> _Atividade A_
Reproduza fielmente o trecho sobre quedas de idosos, desde “Há questões ambientais” até “ideia dos riscos.”, inclusive.
> _Atividade B_
Retome o trecho sobre quedas de idosos, prosseguindo a partir da última frase apresentada.

Rigolin alerta que a sociedade tem uma questão a responder: “o que mais eu posso fazer para tentar diminuir esse trauma e esse sofrimento? O que as instituições têm feito?”, questiona o especialista.
O médico explica que a morte dos idosos por queda pode ser considerada um problema de saúde pública.
Há ainda outro dilema. “São quedas seguidas de fraturas ou fraturas seguidas de quedas? É preciso pensar em várias causas, que podem ser extrínsecas e intrínsecas”, ensina.
Há questões ambientais importantes, lembra, que podem ser consideradas extrínsecas, como barreiras arquitetônicas, iluminação e vários itens de mobilidade.
“Já se pensarmos no indivíduo (causas intrínsecas), você pode ter o quadro de labirintite, a osteoporose, osteoartrose, redução auditiva, déficit de visão, a cifose, cifoescoliose, sarcopenia (perda de massa muscular). A pessoa pode ter a marcha lentificada, arrastando o pé”, relacionada o médico.
Rigolin observa que a família ou cuidadores precisam intervir na diminuição de riscos. “Você pode prevenir quedas. Nós geriatras, medimos o perigo de cair: alto, baixo, médio. As circunstâncias determinam. Você pode olhar os fatores [intrínsecos e extrínsecos] e dizer: ‘infelizmente, aquele idoso vai cair’”, conta.
Há forte relevância das questões comportamentais, explica o médico. Muitos idosos e também familiares não têm ideia dos riscos.
“É difícil encarar que você envelheceu. Para algumas pessoas é ainda mais difícil lidar, aceitar um aparato de prevenção de queda. É comum dizer: eu tomo cuidado. Mas não é só cuidado. É mais que isso, envolve vários aspectos”, ensina.
Quem está por perto pode ajudar listando todos os possíveis obstáculos à mobilidade ou causas potenciais de acidente. Mesmo com tudo isso, ainda existem os fatores de difícil previsibilidade como queda da pressão arterial e efeitos colaterais de medicamentos que são verdadeiros “causadores de quedas”. Segundo médico, a lista é grande.
“Os principais são os populares tarja-preta, benzodiazepinas, como lorazepan, diazepan. O efeito deles diminui o reflexo, a vigília, a atenção. Tem um efeito longo. Toma-se de noite, para dormir, e continua funcionando no organismo, a pessoa levanta no meio da noite para ir ao banheiro ou ainda acorda sob aquele efeito”, adverte.

> _Seção de dados_
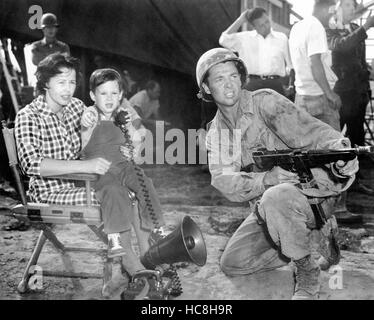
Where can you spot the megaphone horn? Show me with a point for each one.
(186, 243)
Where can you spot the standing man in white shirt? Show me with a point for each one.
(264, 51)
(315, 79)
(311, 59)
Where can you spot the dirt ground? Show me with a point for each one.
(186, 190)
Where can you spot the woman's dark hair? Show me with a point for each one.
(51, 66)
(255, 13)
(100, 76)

...

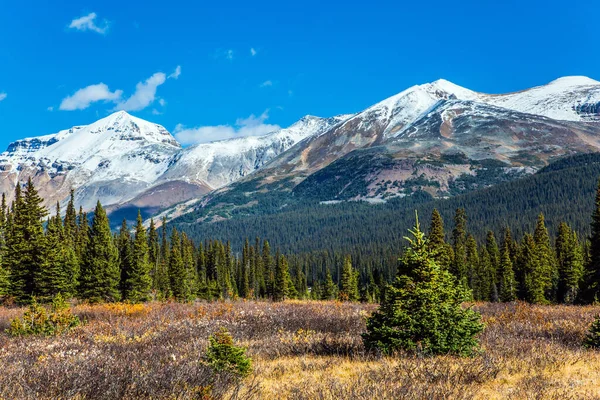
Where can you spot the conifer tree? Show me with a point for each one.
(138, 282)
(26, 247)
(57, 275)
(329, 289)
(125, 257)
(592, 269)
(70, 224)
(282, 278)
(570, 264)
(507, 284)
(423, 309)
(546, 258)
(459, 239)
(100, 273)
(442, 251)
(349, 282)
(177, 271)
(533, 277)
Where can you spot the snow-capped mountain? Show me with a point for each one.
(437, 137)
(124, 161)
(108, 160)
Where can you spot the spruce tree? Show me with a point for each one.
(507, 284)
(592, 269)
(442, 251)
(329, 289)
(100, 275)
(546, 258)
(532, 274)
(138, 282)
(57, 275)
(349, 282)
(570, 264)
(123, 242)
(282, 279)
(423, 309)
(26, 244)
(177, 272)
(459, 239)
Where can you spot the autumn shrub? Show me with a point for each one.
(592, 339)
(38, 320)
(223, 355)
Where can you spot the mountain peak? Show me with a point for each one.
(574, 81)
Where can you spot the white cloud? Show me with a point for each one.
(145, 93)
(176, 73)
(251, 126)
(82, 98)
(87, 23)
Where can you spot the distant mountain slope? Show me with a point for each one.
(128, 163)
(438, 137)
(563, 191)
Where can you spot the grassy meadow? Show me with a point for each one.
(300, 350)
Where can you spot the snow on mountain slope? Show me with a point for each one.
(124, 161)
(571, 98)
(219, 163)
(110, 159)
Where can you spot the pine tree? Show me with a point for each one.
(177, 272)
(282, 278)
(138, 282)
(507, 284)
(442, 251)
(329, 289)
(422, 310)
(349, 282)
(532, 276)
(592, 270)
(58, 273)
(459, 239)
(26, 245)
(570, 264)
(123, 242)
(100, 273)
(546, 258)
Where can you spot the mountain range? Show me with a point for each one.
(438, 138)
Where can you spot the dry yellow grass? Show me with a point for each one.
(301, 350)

> _Resposta da tarefa A_
Há questões ambientais importantes, lembra, que podem ser consideradas extrínsecas, como barreiras arquitetônicas, iluminação e vários itens de mobilidade.
“Já se pensarmos no indivíduo (causas intrínsecas), você pode ter o quadro de labirintite, a osteoporose, osteoartrose, redução auditiva, déficit de visão, a cifose, cifoescoliose, sarcopenia (perda de massa muscular). A pessoa pode ter a marcha lentificada, arrastando o pé”, relacionada o médico.
Rigolin observa que a família ou cuidadores precisam intervir na diminuição de riscos. “Você pode prevenir quedas. Nós geriatras, medimos o perigo de cair: alto, baixo, médio. As circunstâncias determinam. Você pode olhar os fatores [intrínsecos e extrínsecos] e dizer: ‘infelizmente, aquele idoso vai cair’”, conta.
Há forte relevância das questões comportamentais, explica o médico. Muitos idosos e também familiares não têm ideia dos riscos.

> _Resposta da tarefa B_
TRAUMAS
O geriatra afirma que muitos idosos têm sua vida comprometida no pós-queda. É diferente de um jovem cair, explica. “Podem ocorrer consequências psíquicas, traumas, depressão, medo de cair novamente, a pitofobia, que incapacita o idoso. Ele fica com medo de voltar à sua rotina”, explica.
O efeito dominó também é uma realidade. Idosos que caem podem ter fraturas, precisar de cirurgias, utilizar próteses, voltar a cair, acabar internado em Unidade de Terapia Intensiva (UTI) no pós-operatório.
“Ali, às vezes, complica, podem ter uma embolia, pneumonia, ficar mais de mês internado. Por isso, todo esforço de prevenção às quedas deve ser feito. Temos que pensar em casas mais seguras, com barras, sem degraus. Lamento morar em um país que tem tanta prioridade, mas onde é supérfluo cuidar de uma calçada, por exemplo”, reflete o médico.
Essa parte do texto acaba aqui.